WRITTEN INSTRUCTION -> Identify every line in the records below that contains the string "sprinkle", and copy each such line in full. Case counts.

-- BEGIN EXTRACTED MATERIAL --

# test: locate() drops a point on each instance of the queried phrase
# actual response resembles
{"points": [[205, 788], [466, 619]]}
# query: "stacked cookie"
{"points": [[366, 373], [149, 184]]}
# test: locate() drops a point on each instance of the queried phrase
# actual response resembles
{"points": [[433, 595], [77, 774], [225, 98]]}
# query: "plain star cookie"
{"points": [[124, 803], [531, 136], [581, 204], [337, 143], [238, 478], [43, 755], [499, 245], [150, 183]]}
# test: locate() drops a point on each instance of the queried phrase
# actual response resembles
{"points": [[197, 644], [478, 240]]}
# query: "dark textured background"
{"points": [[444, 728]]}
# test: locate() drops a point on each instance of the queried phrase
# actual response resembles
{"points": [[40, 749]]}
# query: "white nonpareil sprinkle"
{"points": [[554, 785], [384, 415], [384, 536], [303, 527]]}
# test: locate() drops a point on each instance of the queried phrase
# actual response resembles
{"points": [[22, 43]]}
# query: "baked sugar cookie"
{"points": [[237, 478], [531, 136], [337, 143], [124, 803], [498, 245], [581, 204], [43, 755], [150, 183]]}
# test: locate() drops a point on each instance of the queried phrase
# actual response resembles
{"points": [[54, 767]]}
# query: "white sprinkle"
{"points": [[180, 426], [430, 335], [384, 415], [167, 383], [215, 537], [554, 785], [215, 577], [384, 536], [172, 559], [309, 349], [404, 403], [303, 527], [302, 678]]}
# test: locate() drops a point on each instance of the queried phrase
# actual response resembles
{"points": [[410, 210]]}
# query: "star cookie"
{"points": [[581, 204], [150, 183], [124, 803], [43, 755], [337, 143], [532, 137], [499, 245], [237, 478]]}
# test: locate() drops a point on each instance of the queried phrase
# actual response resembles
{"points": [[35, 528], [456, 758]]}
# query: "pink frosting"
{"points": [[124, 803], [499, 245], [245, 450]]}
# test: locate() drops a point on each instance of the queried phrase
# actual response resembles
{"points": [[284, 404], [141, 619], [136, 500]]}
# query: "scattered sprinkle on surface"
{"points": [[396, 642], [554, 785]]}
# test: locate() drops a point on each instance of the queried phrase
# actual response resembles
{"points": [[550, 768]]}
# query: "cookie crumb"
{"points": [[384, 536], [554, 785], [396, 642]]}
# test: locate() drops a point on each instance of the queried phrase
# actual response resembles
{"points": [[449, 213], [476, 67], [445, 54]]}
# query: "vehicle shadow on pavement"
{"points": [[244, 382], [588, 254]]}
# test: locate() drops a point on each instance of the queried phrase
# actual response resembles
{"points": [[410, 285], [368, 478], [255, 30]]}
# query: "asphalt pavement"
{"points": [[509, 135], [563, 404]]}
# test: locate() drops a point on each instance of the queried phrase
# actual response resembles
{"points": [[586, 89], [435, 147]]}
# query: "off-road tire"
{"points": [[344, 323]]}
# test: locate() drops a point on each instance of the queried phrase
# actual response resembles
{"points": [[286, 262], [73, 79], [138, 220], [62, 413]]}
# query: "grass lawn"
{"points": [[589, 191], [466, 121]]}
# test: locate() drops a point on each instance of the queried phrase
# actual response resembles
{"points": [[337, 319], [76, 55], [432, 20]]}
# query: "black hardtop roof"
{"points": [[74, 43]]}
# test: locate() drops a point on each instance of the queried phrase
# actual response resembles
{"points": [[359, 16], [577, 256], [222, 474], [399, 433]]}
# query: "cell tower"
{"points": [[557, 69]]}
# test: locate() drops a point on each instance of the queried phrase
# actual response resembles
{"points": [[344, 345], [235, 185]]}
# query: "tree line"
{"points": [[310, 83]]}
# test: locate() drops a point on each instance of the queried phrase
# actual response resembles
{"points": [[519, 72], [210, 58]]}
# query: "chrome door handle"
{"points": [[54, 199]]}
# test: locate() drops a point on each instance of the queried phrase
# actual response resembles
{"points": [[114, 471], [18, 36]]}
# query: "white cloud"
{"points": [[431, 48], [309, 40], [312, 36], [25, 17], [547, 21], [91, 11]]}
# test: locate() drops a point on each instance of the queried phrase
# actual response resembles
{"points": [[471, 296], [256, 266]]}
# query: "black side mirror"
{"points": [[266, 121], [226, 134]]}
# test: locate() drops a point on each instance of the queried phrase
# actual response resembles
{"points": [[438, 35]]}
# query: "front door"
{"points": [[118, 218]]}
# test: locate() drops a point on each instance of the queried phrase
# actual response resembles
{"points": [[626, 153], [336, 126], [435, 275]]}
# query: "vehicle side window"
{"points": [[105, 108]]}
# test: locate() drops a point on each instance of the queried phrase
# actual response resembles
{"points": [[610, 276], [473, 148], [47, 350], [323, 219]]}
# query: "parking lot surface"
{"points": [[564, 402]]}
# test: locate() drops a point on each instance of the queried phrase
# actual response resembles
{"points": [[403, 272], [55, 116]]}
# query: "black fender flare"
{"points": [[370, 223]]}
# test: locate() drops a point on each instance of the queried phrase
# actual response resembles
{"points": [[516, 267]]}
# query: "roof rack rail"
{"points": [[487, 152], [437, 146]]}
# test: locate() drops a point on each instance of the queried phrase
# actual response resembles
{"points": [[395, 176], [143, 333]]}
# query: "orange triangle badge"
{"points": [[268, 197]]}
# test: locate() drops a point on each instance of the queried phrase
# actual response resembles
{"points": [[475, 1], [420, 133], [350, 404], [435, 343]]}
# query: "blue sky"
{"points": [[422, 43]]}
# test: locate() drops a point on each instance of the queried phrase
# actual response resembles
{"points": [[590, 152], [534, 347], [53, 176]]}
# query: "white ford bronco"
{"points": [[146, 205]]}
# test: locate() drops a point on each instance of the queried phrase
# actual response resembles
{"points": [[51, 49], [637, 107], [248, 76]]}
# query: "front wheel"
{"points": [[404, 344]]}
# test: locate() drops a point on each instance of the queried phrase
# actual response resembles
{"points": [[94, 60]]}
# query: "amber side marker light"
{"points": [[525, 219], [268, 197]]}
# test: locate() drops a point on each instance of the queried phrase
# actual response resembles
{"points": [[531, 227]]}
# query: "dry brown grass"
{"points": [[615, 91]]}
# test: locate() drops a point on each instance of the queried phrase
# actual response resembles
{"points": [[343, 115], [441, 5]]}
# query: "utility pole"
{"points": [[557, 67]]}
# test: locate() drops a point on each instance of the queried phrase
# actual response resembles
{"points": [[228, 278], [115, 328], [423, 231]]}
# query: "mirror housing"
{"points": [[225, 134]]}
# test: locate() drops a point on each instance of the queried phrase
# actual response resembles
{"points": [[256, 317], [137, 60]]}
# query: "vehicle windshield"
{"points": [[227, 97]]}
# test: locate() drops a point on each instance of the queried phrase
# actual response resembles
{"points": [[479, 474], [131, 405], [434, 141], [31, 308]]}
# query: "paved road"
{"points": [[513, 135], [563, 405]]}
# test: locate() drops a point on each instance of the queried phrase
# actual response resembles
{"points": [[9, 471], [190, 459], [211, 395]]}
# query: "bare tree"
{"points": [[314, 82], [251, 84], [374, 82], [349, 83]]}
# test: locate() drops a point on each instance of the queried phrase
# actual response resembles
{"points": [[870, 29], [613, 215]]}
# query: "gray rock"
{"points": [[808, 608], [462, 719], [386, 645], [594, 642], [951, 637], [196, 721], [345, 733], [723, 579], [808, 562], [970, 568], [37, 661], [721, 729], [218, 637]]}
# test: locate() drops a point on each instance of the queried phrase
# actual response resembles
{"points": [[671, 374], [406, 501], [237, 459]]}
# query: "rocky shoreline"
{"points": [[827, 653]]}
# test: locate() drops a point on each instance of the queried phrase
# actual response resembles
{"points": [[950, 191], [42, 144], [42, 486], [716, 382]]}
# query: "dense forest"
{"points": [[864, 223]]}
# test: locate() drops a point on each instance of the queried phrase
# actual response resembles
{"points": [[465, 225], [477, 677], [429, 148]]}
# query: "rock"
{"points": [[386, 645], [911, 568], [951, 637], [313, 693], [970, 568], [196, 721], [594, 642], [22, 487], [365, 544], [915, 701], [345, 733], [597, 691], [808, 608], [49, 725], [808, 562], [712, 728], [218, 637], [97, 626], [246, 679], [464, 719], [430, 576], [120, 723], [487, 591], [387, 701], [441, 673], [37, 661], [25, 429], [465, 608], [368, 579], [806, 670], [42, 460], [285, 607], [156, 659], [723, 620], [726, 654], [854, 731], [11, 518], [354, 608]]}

-- END EXTRACTED MATERIAL --

THE OUTPUT ->
# query: "white nonpareil sprinkle"
# query: "white sprinkle"
# query: "scattered sprinkle on surface"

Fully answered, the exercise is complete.